▶ _Document excerpt_

Serb Officers Relive Killings

A Yugoslav Army intelligence report gives a unique insight into the enormity of war crimes in the Kosovo enclave last spring

Serb Officers Relive Killings

A Yugoslav Army intelligence report gives a unique insight into the enormity of war crimes in the Kosovo enclave last spring

IWPR

Institute for War & Peace Reporting
Tuesday, 4 April, 2000

War-weary Serb officers have spoken for the first time of sickening atrocities committed by the Yugoslav Army in Kosovo during the NATO bombing campaign.


One field commander admitted he watched in horror as a soldier decapitated a three-year-old boy in front of his family. Another described how tanks in his unit indiscriminately shelled Albanian villages before paramilitary police moved in and massacred the survivors.


The shocking confessions were made by officers who took part in a survey commissioned by the Army Intelligence Unit in January and February this year.


They say the internal report gives an insight into the scale of the Kosovo massacres for the first time - and they claim to be shocked by the enormity of the crimes. Particularly disturbing are the combined testimonies of field officers, which suggest that VJ units were responsible for the deaths of at least 800 Albanian children below the age of five.


Several officers interviewed in the survey told IWPR the research was aimed at gauging their morale against the backdrop of growing tension between Serbia and Montenegro.


The veterans said they were appalled by the prospect of mounting a military campaign against their ethnic cousins. They claimed to have been traumatised by what they had seen in Kosovo and some had even taken to drink in a bid to blot out the memories.

▶ _Extracted material_
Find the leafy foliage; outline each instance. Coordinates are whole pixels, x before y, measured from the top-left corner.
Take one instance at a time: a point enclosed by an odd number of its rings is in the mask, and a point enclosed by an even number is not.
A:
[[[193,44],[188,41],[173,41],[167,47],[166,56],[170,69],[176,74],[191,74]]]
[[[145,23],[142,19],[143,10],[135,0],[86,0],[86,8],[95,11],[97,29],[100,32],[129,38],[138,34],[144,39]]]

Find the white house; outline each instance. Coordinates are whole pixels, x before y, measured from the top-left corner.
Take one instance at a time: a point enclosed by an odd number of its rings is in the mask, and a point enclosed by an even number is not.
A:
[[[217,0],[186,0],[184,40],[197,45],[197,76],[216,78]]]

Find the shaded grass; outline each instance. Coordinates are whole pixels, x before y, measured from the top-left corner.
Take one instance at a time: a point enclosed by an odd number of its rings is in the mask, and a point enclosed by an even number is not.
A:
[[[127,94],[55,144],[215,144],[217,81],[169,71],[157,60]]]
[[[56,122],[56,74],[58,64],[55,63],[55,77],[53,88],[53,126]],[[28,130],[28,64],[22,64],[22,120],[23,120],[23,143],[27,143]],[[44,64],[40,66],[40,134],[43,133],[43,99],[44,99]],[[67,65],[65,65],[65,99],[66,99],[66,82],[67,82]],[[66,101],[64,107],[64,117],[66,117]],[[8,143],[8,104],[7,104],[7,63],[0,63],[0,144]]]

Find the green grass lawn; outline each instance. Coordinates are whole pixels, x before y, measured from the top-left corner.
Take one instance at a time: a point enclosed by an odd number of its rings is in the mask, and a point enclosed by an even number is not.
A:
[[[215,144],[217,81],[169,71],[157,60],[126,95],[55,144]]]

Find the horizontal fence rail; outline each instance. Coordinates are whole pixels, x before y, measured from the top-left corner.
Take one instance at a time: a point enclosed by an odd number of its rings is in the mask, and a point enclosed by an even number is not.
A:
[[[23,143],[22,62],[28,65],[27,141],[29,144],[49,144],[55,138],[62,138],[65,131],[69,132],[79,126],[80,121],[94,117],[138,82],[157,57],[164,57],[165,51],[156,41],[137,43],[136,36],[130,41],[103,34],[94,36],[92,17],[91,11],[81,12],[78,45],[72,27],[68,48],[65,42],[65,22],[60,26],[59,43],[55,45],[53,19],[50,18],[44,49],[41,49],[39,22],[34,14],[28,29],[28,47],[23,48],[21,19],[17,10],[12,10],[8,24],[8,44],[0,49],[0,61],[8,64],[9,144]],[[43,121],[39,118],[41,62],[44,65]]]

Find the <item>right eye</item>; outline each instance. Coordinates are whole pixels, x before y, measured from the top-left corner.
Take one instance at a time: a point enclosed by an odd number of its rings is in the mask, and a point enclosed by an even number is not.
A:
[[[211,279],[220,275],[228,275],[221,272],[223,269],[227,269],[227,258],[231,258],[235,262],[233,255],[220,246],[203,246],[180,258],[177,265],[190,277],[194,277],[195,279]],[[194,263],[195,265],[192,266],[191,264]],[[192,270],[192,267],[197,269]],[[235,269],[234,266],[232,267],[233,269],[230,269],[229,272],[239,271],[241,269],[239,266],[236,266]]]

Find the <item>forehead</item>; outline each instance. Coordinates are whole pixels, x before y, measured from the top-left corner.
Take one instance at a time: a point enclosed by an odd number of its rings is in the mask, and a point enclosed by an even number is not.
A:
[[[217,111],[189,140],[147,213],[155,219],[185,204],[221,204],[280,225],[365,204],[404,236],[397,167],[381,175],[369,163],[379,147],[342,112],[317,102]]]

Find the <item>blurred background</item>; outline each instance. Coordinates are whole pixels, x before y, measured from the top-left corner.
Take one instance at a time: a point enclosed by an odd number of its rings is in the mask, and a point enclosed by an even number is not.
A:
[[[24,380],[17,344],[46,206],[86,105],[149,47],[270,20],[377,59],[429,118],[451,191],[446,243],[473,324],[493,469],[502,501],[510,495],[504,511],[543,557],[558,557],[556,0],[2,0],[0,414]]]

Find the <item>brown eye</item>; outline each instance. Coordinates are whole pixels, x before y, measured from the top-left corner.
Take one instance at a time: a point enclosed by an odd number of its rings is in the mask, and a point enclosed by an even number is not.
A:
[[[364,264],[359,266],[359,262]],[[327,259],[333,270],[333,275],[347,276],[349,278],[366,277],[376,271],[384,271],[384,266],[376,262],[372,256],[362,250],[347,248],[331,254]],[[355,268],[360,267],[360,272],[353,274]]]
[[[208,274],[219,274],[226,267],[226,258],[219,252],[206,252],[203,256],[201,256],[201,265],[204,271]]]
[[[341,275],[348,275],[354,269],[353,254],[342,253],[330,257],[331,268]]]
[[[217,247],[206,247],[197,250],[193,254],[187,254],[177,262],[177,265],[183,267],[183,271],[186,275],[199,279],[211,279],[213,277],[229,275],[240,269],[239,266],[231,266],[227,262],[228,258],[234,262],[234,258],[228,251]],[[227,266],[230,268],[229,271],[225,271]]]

▶ _Challenge A_
In the article on Serb officers and the Kosovo killings, answer these questions:
(i) Which unit commissioned the survey of officers, and in which months was it carried out?
(ii) At least how many Albanian children below the age of five do the field officers' combined testimonies suggest VJ units killed?
(iii) What did several officers tell IWPR the research was aimed at gauging?
▶ _Challenge B_
Can you carry the article on Serb officers' Kosovo testimonies forward from its final sentence?

▶ _Final result A_
(i) The Army Intelligence Unit, in January and February.
(ii) At least 800.
(iii) Their morale, against the backdrop of growing tension between Serbia and Montenegro.

▶ _Final result B_
One officer, Drazen, who took part in the Kosovo campaign, said, "I watched with my own eyes as a reservist lined up around 30 Albanian women and children against a wall. I thought he just wanted to frighten them, but then he crouched down behind an anti-aircraft machine-gun and pulled the trigger. The half-inch bullets just tore their bodies apart. It looked like a scene from a cheap movie, but it really happened."


Drazen concludes, "I don't know how I will live with these memories, how I'll be able to raise my own children. I'm not willing to accept the collective guilt. I want to see those who committed these atrocities stand trial for their crimes."


He added, "My grandmother is Montenegrin. I'd rather kill myself than go through all that again in Montenegro."


For many of the officers, Belgrade's propaganda is wearing thin. The commander of one tank unit was quick to dismiss Serbian claims that the Kosovo campaign was aimed at crushing Albanian separatists. "For the entire time I was in Kosovo, I never saw a single enemy soldier and my unit was never once involved in firing at military targets."


He said state-of-the-art tanks were sent out against defenceless Albanian villages. "The tanks, which cost $2.5 million each, were used to slaughter Albanian children," said the officer. "I am ashamed."


A reconnaissance officer for an engineering brigade said Yugoslav Army reservists in Kosovo ran amok while their commanders did little to intervene, "During one ethnic cleansing operation in a village in south-eastern Kosovo, we gave the villagers half an hour to leave their homes.


"They were standing in a long line along the road leading out of the settlement. A reservist nicknamed Crni (Black) went up to an old man who was holding a child aged around three or four. He grabbed the toddler from the man's arms and demanded a ransom of 20,000 German marks. The Albanian only had 5,000. Crni took the child by the hair, pulled out a knife and hacked off its head.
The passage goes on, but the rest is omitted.